(Stored items from a collection)
[Begin]

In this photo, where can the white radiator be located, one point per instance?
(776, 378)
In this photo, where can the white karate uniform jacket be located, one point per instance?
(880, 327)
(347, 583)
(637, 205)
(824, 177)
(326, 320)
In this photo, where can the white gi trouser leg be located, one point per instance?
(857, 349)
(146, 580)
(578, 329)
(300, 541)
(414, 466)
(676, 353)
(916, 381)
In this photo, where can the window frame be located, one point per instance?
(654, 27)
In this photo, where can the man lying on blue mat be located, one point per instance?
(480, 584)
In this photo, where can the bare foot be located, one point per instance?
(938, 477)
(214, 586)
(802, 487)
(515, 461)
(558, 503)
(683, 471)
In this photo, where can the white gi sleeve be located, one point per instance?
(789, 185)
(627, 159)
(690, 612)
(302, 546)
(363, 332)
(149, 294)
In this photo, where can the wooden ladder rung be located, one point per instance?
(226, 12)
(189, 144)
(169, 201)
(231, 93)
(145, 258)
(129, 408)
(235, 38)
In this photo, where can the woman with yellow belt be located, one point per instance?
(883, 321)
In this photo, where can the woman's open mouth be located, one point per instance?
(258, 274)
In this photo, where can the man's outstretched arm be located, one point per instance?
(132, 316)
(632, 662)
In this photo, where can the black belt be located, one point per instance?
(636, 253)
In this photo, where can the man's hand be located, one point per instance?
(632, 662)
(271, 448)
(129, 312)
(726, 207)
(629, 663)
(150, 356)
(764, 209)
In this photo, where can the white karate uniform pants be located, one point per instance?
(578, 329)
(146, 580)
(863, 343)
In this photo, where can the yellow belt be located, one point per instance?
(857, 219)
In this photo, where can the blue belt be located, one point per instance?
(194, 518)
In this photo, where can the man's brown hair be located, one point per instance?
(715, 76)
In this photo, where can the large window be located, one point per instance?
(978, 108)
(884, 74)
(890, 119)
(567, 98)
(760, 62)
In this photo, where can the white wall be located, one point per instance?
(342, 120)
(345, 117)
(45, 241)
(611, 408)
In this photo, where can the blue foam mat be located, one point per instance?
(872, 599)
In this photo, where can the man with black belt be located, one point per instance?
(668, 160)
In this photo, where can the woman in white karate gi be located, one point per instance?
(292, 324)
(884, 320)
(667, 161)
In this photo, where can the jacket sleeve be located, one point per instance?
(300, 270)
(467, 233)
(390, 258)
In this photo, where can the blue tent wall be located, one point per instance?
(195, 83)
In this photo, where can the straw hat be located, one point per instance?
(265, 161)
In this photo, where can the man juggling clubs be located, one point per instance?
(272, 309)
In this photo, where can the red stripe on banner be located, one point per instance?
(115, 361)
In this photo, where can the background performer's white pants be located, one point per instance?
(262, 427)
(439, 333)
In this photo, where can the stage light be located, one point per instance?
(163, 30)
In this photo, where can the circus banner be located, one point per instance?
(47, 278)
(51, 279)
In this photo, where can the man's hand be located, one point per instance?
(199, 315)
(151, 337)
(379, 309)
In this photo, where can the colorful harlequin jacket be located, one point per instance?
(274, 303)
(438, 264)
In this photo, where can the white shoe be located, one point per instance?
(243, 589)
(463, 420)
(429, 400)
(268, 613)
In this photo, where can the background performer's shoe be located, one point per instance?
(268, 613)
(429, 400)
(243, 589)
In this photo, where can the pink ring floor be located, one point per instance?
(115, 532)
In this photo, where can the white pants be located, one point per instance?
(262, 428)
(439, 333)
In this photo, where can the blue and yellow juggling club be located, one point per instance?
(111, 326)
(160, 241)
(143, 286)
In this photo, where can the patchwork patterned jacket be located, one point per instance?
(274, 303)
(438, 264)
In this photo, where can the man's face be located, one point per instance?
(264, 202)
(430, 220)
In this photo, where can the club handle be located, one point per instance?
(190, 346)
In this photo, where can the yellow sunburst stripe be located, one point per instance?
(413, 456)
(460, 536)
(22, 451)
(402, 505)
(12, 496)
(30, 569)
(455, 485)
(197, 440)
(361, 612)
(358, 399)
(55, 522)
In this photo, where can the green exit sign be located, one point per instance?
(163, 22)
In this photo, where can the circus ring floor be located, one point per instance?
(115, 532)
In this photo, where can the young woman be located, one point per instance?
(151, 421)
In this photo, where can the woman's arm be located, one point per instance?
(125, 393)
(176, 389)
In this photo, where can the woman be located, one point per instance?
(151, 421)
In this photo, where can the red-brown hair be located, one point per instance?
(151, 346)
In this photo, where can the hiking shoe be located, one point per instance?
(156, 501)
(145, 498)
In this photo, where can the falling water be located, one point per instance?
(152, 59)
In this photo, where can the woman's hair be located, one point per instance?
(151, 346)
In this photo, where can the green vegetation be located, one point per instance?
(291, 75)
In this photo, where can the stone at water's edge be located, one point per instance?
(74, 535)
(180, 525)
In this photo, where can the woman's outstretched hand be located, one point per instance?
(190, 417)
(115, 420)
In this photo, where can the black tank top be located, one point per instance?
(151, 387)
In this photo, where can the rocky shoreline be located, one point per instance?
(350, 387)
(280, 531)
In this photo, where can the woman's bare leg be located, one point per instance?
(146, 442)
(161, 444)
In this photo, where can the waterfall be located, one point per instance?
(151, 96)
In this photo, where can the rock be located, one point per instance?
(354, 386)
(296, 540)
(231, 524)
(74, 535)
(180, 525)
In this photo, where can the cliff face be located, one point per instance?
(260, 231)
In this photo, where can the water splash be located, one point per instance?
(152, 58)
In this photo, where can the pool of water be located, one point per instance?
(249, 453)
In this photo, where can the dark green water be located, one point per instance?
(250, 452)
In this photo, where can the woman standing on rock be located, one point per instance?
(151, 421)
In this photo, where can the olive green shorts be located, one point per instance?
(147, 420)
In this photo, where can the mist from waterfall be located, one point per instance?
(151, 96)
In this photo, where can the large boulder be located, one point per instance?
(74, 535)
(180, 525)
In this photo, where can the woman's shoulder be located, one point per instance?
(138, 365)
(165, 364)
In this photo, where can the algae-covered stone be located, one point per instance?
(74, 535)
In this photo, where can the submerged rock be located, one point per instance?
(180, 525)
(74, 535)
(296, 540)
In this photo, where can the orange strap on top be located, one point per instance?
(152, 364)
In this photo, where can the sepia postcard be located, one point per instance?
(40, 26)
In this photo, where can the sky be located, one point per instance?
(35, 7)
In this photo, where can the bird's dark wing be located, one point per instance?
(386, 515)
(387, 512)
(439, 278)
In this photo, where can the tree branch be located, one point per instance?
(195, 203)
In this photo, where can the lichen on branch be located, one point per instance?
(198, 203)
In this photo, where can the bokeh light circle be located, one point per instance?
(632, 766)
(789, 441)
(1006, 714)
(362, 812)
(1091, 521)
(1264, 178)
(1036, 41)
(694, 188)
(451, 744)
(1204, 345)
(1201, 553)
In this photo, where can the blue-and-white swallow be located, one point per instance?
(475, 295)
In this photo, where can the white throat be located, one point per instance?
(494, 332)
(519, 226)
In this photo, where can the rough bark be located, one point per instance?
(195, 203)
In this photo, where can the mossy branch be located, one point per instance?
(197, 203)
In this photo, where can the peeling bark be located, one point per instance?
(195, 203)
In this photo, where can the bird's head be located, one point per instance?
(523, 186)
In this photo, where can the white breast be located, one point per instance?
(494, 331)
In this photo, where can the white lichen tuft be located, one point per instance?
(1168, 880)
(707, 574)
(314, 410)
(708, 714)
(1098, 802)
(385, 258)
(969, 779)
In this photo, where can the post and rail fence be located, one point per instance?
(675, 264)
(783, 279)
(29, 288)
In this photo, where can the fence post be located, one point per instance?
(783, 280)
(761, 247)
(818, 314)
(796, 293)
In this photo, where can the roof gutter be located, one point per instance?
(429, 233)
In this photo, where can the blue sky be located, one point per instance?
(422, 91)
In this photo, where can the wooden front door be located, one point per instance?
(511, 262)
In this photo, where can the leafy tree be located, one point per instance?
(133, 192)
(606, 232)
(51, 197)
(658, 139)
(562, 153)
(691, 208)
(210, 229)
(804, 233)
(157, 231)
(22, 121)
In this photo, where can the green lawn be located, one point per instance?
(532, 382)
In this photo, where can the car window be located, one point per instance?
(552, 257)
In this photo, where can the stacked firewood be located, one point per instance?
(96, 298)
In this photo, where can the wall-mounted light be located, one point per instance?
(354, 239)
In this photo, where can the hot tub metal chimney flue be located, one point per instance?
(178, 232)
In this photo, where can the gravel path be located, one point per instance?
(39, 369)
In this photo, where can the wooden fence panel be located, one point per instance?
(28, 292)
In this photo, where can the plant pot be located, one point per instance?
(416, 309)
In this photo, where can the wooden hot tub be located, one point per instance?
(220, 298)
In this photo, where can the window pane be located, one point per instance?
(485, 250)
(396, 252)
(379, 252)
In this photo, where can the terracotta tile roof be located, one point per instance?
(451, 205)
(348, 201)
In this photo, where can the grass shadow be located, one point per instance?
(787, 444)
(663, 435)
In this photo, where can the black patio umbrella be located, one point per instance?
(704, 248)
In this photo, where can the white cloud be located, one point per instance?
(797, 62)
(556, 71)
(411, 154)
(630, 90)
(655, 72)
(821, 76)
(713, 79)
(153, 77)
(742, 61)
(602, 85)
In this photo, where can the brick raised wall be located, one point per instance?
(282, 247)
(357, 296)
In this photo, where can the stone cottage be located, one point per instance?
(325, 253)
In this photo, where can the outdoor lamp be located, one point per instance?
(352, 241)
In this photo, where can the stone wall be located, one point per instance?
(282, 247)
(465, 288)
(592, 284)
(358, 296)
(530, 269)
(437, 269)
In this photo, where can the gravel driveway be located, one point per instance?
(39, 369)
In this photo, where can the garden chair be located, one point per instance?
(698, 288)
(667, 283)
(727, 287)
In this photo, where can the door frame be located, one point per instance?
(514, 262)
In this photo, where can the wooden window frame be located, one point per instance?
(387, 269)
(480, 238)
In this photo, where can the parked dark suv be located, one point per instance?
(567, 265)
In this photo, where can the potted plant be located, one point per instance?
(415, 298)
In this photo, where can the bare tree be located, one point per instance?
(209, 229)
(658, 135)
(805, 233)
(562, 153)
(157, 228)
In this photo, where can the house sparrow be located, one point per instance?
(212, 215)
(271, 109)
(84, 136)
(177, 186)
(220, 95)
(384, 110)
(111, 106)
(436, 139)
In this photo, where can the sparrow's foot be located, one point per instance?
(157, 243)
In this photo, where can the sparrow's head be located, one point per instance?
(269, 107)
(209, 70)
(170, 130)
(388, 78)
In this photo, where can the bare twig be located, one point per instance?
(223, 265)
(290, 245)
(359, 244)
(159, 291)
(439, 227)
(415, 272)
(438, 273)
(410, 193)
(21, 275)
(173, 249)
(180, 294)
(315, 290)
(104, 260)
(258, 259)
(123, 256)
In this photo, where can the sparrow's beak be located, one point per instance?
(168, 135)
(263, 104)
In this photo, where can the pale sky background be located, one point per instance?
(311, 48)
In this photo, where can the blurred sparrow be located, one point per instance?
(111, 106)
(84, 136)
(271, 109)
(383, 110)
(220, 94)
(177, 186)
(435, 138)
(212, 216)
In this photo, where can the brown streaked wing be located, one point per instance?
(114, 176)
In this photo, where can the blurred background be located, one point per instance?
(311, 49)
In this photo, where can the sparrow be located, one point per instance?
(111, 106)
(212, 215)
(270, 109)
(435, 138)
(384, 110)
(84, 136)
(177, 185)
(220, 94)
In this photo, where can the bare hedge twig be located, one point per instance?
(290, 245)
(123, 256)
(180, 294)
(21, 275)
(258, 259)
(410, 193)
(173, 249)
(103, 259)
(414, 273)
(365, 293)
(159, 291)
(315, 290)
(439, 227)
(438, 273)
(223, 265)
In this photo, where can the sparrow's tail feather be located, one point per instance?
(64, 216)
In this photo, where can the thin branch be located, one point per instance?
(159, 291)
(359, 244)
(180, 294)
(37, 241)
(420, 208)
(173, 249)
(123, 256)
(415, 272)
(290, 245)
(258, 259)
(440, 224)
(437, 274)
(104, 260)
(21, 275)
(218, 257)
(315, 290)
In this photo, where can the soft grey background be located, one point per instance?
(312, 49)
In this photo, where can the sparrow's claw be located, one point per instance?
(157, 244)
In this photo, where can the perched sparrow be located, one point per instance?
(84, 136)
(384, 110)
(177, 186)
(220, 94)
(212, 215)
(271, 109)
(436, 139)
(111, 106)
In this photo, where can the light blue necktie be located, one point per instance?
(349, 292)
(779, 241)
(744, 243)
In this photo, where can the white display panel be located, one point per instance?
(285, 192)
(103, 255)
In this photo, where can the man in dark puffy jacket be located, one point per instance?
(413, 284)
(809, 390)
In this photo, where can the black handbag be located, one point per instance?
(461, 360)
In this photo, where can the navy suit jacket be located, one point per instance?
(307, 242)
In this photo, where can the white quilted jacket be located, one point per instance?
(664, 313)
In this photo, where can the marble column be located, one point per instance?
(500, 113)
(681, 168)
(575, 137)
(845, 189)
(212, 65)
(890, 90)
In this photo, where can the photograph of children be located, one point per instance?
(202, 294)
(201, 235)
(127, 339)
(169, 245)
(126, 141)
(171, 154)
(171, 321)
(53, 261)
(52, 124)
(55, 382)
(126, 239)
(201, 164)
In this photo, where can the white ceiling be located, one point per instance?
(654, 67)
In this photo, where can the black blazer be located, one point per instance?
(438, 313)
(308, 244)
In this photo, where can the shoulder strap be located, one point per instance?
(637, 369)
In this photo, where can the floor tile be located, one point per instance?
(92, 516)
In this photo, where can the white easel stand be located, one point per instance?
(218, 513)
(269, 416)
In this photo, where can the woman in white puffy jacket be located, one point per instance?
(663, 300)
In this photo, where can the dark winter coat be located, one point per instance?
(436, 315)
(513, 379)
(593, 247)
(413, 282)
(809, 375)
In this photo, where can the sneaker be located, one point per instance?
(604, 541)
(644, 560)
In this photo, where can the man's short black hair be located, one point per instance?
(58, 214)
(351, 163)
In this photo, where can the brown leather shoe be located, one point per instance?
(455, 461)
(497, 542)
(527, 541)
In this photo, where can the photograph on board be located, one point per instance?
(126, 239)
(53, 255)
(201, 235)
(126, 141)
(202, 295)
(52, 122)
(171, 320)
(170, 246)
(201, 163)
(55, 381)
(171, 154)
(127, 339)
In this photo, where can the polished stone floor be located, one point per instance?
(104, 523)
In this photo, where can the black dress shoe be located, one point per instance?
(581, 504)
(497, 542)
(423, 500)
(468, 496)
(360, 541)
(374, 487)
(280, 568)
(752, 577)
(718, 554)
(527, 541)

[End]

WHAT YOU ARE ASKED TO DO: Quote every line from the line containing "In this photo, where can the white quilted" through the closing line of the listing, including both.

FULL OUTPUT:
In this photo, where can the white quilted jacket be located, one point per instance?
(664, 313)
In this photo, where can the marble column be located, one point per instance?
(500, 113)
(681, 168)
(575, 137)
(845, 189)
(212, 65)
(890, 90)
In this photo, where can the photograph of children be located, one point per instance?
(202, 294)
(201, 235)
(127, 339)
(169, 245)
(126, 141)
(171, 154)
(171, 321)
(53, 261)
(52, 124)
(55, 382)
(126, 239)
(201, 164)
In this photo, where can the white ceiling be located, one point per instance?
(654, 67)
In this photo, where can the black blazer be located, one point per instance?
(438, 313)
(308, 244)
In this photo, where can the shoulder strap be located, one point per instance?
(637, 369)
In this photo, where can the floor tile be located, one point per instance?
(92, 516)
In this photo, where can the white easel stand be located, one point per instance?
(218, 513)
(269, 416)
In this photo, where can the woman in white puffy jacket be located, one point per instance?
(663, 300)
In this photo, where can the dark winter coat be located, one point per instance?
(436, 315)
(513, 379)
(593, 247)
(413, 282)
(809, 375)
In this photo, where can the sneaker be located, one point per instance?
(604, 541)
(644, 560)
In this photo, where can the man's short black hair be located, one point per instance?
(58, 214)
(351, 163)
In this photo, where can the brown leather shoe be located, one point per instance?
(455, 461)
(497, 542)
(527, 541)
In this photo, where can the photograph on board be located, one point per instance?
(126, 239)
(53, 255)
(201, 235)
(126, 141)
(202, 295)
(52, 122)
(171, 320)
(170, 246)
(201, 163)
(55, 381)
(171, 154)
(127, 339)
In this photo, where can the polished stone floor be located, one point per instance?
(104, 523)
In this photo, where can the black dress shoe be located, one point per instance?
(581, 504)
(497, 542)
(423, 500)
(468, 496)
(360, 541)
(374, 487)
(280, 568)
(752, 577)
(718, 554)
(527, 541)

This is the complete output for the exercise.